> [What the exercise asks]
Please identify each line in the listing below that contains the string "query" and copy those lines. Case counts.

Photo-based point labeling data
────────────────────────────────────────

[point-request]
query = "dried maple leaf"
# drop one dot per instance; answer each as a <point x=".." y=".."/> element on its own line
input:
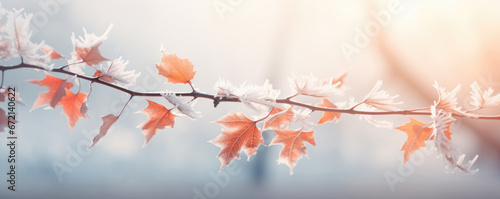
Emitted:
<point x="159" y="117"/>
<point x="91" y="56"/>
<point x="53" y="54"/>
<point x="293" y="142"/>
<point x="3" y="120"/>
<point x="240" y="134"/>
<point x="56" y="91"/>
<point x="328" y="116"/>
<point x="87" y="47"/>
<point x="280" y="120"/>
<point x="71" y="106"/>
<point x="4" y="93"/>
<point x="175" y="69"/>
<point x="107" y="121"/>
<point x="103" y="77"/>
<point x="417" y="133"/>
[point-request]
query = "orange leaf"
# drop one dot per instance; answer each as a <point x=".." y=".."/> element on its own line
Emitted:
<point x="107" y="121"/>
<point x="52" y="52"/>
<point x="5" y="93"/>
<point x="159" y="117"/>
<point x="339" y="79"/>
<point x="328" y="116"/>
<point x="3" y="120"/>
<point x="241" y="134"/>
<point x="417" y="133"/>
<point x="91" y="56"/>
<point x="56" y="91"/>
<point x="280" y="120"/>
<point x="175" y="69"/>
<point x="71" y="106"/>
<point x="293" y="142"/>
<point x="103" y="77"/>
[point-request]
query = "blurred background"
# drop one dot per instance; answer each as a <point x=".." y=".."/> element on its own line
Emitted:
<point x="406" y="43"/>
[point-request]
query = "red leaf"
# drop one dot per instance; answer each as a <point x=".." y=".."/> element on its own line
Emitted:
<point x="91" y="56"/>
<point x="71" y="106"/>
<point x="417" y="133"/>
<point x="5" y="93"/>
<point x="52" y="52"/>
<point x="3" y="120"/>
<point x="328" y="116"/>
<point x="107" y="121"/>
<point x="280" y="120"/>
<point x="241" y="134"/>
<point x="293" y="142"/>
<point x="175" y="69"/>
<point x="103" y="77"/>
<point x="159" y="117"/>
<point x="56" y="91"/>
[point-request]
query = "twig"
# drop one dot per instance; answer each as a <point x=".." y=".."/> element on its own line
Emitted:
<point x="225" y="99"/>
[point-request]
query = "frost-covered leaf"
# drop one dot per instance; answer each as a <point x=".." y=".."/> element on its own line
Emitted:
<point x="255" y="97"/>
<point x="175" y="69"/>
<point x="327" y="116"/>
<point x="56" y="91"/>
<point x="281" y="119"/>
<point x="87" y="47"/>
<point x="312" y="86"/>
<point x="442" y="122"/>
<point x="184" y="106"/>
<point x="159" y="117"/>
<point x="240" y="134"/>
<point x="115" y="72"/>
<point x="448" y="100"/>
<point x="381" y="99"/>
<point x="418" y="133"/>
<point x="483" y="99"/>
<point x="293" y="142"/>
<point x="71" y="106"/>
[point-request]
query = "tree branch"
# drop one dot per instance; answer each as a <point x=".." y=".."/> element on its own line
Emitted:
<point x="217" y="100"/>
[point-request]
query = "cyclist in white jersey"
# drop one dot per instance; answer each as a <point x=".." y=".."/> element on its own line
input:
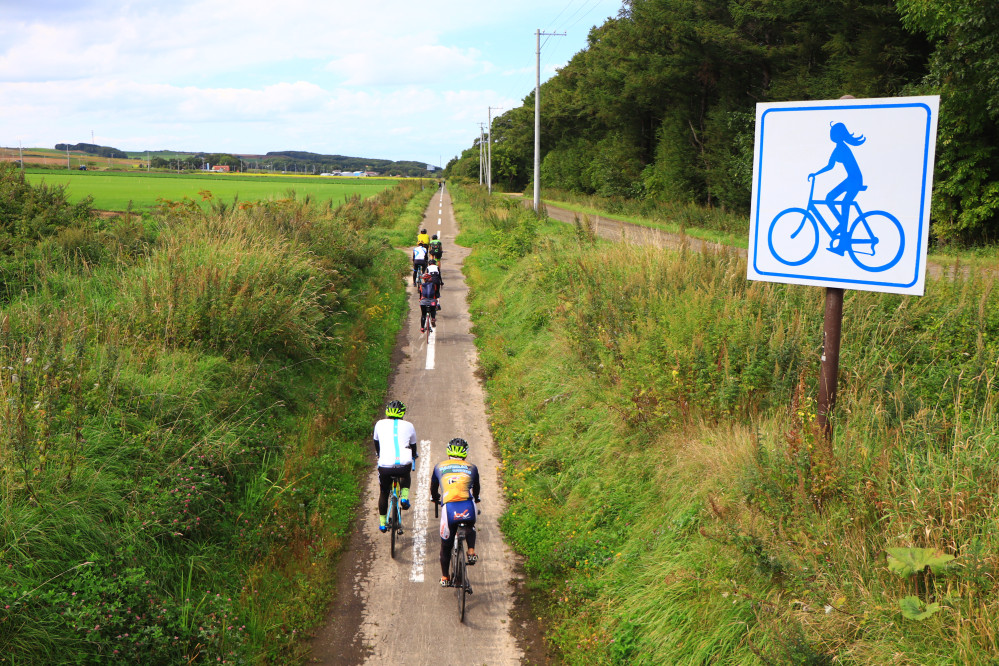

────────────────────────────────────────

> [Result]
query = "dried maple leaf"
query = "orange leaf"
query = "blurred background"
query = "red leaf"
query = "twig"
query = "frost-covered leaf"
query = "tree branch"
query = "cyclist in white jersey"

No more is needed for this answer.